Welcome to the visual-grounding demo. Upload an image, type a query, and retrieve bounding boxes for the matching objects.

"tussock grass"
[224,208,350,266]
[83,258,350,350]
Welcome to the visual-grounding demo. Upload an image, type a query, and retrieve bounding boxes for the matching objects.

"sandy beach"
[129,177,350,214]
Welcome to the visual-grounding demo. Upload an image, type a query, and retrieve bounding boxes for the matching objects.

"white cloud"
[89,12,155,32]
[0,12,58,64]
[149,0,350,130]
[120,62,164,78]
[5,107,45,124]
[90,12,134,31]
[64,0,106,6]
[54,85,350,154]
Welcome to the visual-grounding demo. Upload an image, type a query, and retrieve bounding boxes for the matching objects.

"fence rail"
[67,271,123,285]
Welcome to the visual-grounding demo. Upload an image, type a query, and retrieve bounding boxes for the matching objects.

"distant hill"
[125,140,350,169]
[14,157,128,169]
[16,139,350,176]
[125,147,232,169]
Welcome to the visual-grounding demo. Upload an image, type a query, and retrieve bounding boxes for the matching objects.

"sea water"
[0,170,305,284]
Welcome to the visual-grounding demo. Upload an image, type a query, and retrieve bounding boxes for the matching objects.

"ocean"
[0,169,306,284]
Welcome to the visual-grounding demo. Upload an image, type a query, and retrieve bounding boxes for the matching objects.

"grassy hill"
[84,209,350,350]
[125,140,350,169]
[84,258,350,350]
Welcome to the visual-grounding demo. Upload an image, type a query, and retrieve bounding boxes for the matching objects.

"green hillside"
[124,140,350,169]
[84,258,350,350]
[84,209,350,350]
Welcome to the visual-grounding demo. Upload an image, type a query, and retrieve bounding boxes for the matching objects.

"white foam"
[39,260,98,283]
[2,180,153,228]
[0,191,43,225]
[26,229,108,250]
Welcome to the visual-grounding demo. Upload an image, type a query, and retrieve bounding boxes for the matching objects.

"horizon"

▶ **Exercise brief**
Copy all of the data above verbatim, line for line.

▶ **Exercise answer**
Welcome to the visual-grounding demo. Upload an image, type a query, and retrieve bounding boxes for the matching objects.

"tussock grass"
[224,208,350,266]
[83,258,350,350]
Welcome to the visual-grounding demo. Upload an image, type a query, and retrieve bounding boxes for the matching objects.

"sandy beach"
[129,177,350,214]
Welcome to the visual-grounding demo. Upload an image, type a query, and retrieve bounding boxes for the matching objects.

"white cloud"
[89,12,155,32]
[0,12,58,64]
[149,0,350,130]
[120,62,164,78]
[5,107,45,124]
[90,12,134,31]
[64,0,106,6]
[54,85,350,154]
Welcome to the visual-grounding demo. Upload an image, type a query, and retrieve bounding boxes for the matching objects.

"fence rail"
[67,271,123,285]
Welcome to the visual-grounding demo. Upload an image, type a query, and retrieve bounding boxes for the matching objects.

"distant hill"
[125,140,350,169]
[14,157,128,169]
[16,139,350,176]
[125,147,232,169]
Welcome to the visual-grounding demo. Upload an image, type a query, and retrieve bounding boxes for the matching objects.

"sea water"
[0,170,305,284]
Welcome to the visual-grounding demo. Upload an image, type a query, and retrieve bounding boxes for the matching objects.

"ocean"
[0,169,306,284]
Welcome to the visual-grounding demo. Upload an image, type a query, and retrieve bounding boxes for the matching objects.

"grassy hill"
[84,209,350,350]
[125,140,350,169]
[84,258,350,350]
Welcome to the visual-grounding demo. Upload an image, type a query, and retrieve bounding boxes for the matching objects.

"green hillside"
[124,140,350,169]
[84,258,350,350]
[84,209,350,350]
Welcome to the visual-grounding demo. Upload an image, type a query, and retrieve bounding boxes for the matching objects.

"white foam"
[39,260,98,283]
[2,180,153,228]
[0,191,43,225]
[26,229,108,250]
Welcome to the visual-grounding demo. Upload an image, type a query, and retrieve bounding boxes for the matching objects.

"horizon"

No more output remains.